= Set exercise =
Write out the records word for word, with no pictures.

-- start The data --

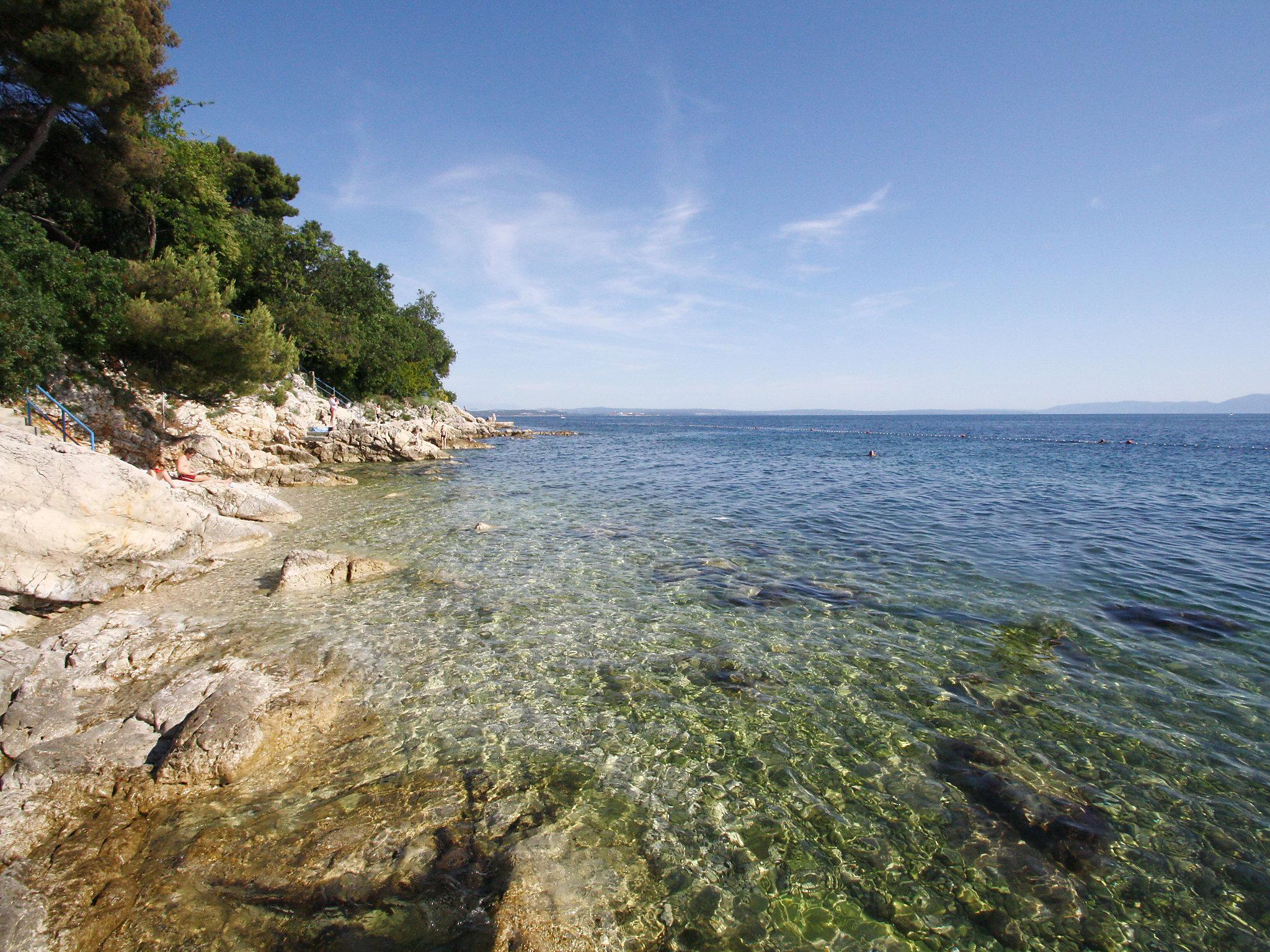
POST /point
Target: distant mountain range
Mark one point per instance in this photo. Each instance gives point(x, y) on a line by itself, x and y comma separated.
point(1250, 404)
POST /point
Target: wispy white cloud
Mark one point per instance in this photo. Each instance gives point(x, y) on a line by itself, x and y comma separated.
point(825, 230)
point(1232, 115)
point(882, 304)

-- end The data --

= Task response =
POST /point
Target: distant mountain range
Mark one point per instance in this photo. Each instance gives point(x, y) on a line by itself, x and y comma separated.
point(1250, 404)
POST /point
Target: wispy white cloud
Mark one point per instance in this photo. Each instance gives point(x, y) on a line by itself, x and y comma separated.
point(825, 230)
point(1232, 115)
point(882, 304)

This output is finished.